__EXTRACT__
=======
# New gym, new start, need a routine.



## doyle369 (May 28, 2009)

Well I dont know if you have read my other thread? http://www.uk-muscle.co.uk/getting-started/118519-my-first-year-going-gym-been-mess-now-new-gym.html#post2000495?

I am basically after a routine.

*My profile*

*Age *- 19

*Height *- 5,11

*Weight *- 10 stone

Here is a pic of me










Goals, to get alot bigger (sort of mens health body)

I can get to the gym 3/4 days a week.

I can go for runs most nights, and can train abs at home.

I don't know if a 3 day spilt is best for me.

But what confuses me the most is the amount of sets / reps I should do, and when to increase the weight.

I hope someone can help, and I appreciate your time.


----------



## doyle369 (May 28, 2009)

what supplemets do you recon I should take, I have taken whey protien, but what about mass gainer and creatine. and I need a my protein code


----------



## 8103 (May 5, 2008)

get your diet nailed!

just get on a compound based routine mate, google search starting strength, madcows, stronglifts etc

eat properly and lift heavy and the gains will come


----------



## doyle369 (May 28, 2009)

My diet is looking good, just dont know what supplements to go for


----------



## Ash1981 (Jun 16, 2009)

doyle369 said:


> My diet is looking good, just dont know what supplements to go for


supplements are exactly that... they supplement your diet.

just get a decent whey protein,multi vit and maybe some fish oils

but food is your friend


----------



## 8103 (May 5, 2008)

doyle369 said:


> My diet is looking good, just dont know what supplements to go for


if your diet is looking good you may not need supplements

some whey post workout may be all you need

supplements are not the be all and end all


----------



## bally (Feb 15, 2009)

Dont worry to much about supps at the moment, just make sure you take a good whey protien, look at compound movements, squats, deadlifts, bench press these will work the whole body and build good struture, no need to do lots of different exercises at the start just keep it simple and eat like a beast, would be worth posting your diet on here the guys will give you some good pointers to make sure you not wasting time and money on food you dont need,

good luck


----------



## MarkFranco (Aug 26, 2010)

Squats, eat, sleep, repeat.


----------



## doyle369 (May 28, 2009)

hmmmm


----------



## Danjal (Aug 4, 2009)

doyle369 said:


> hmmmm


Hmmmm? Are you actually wanting help and advice or just here to chat? Seems that you have a high post count but doesn't look like you've trained, or are taking on board any advice from anyone here.


----------



## 1adf1 (Jun 15, 2010)

basic 3 day spit with compound exercises

eat like crazy to put on the weight

not much need for sups at your stage just: protein shake, muti vits and fish oil o ya and eat like crazy 6 meals a day and if our not putting on any weight eat some more

aim for 1-2lb weight increase a week every week


----------



## Guest (Nov 18, 2010)
=======
__WORK INSTRUCTION 1__
In the forum thread about a beginner gym routine, how much weight does 1adf1 say to aim to gain each week?
__WORK INSTRUCTION 2__
Repeat the part of the gym routine thread from "But what confuses" to "appreciate your time.".
__WORK INSTRUCTION 3__
Go on with the forum thread about a beginner gym routine from where it stops.
=======
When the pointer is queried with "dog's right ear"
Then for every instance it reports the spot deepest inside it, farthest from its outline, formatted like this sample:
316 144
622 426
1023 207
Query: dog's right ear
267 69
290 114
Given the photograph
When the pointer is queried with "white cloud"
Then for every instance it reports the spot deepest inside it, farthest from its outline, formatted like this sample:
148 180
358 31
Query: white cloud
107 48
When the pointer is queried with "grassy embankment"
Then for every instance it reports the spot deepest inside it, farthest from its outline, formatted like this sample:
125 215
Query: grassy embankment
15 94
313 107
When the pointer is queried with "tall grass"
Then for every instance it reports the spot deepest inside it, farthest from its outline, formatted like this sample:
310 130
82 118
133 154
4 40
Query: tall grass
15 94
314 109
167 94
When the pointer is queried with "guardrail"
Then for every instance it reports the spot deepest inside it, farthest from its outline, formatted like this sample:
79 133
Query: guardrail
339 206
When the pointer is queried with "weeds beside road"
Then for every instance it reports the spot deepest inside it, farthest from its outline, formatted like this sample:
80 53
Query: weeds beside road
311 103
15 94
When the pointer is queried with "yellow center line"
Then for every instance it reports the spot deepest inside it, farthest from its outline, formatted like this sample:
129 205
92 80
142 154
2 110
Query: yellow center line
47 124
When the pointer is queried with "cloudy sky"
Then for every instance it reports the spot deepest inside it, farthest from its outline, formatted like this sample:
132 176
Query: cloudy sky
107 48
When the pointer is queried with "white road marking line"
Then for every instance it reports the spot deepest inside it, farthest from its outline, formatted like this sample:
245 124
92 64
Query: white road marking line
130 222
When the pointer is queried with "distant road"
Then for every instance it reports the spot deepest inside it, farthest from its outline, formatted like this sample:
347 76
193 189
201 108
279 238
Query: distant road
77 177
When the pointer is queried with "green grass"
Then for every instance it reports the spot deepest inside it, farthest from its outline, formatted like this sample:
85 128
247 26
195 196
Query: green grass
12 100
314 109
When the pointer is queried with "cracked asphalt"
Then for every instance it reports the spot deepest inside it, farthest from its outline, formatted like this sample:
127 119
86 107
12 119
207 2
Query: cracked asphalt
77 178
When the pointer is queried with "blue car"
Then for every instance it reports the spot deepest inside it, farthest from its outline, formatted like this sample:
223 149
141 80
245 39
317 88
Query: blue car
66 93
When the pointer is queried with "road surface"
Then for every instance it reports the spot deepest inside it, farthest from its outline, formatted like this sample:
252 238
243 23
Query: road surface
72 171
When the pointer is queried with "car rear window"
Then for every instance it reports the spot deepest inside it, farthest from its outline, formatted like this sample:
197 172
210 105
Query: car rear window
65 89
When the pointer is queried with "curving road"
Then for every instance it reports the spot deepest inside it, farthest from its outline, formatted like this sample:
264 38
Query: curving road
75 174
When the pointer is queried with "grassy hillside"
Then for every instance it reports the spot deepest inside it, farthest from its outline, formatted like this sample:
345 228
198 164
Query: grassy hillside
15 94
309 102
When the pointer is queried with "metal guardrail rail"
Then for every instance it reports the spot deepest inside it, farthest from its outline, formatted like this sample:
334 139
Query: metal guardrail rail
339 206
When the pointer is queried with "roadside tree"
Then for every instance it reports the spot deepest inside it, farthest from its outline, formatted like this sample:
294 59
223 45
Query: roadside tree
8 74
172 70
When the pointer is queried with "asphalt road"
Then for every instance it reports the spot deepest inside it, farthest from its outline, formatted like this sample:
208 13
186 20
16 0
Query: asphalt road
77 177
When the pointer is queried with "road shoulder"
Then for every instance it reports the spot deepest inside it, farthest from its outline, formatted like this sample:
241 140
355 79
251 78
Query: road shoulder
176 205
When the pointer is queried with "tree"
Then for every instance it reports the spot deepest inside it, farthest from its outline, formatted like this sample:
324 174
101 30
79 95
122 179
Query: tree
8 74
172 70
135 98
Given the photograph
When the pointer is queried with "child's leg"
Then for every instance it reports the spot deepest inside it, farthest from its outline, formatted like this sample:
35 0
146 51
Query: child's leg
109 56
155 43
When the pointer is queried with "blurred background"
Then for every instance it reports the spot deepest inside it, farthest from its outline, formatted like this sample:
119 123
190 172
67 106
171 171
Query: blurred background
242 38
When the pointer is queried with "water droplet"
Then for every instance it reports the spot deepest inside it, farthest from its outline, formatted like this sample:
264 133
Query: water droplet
=======
__ANSWER 1__
1-2lb a week, every week.

__ANSWER 2__
But what confuses me the most is the amount of sets / reps I should do, and when to increase the weight.

I hope someone can help, and I appreciate your time.

__ANSWER 3__
Desperadodan said:


> Hmmmm? Are you actually wanting help and advice or just here to chat? Seems that you have a high post count but doesn't look like you've trained, or are taking on board any advice from anyone here.


B1tchy, but funny...


----------



## Danjal (Aug 4, 2009)

NikstaC said:


> B1tchy, but funny...


Not meant to be bitchy, just wanting to be honest.


----------



## Guest (Nov 18, 2010)

Desperadodan said:


> Not meant to be bitchy, just wanting to be honest.


Normally people post this kind of thread on here in their 1st or 2nd post... on 778 one you should really be able to give other people worth while advise, not the other way around.

Kind of like if you go to a gym for a 778 days/hours or whatever, and after still look the same... then you waist your time, gym/machine time and people's time.


----------



## Danjal (Aug 4, 2009)

NikstaC said:


> Normally people post this kind of thread on here in their 1st or 2nd post... on 778 one you should really be able to give other people worth while advise, not the other way around.
> 
> Kind of like if you go to a gym for a 778 days/hours or whatever, and after still look the same... then you waist your time, gym/machine time and people's time.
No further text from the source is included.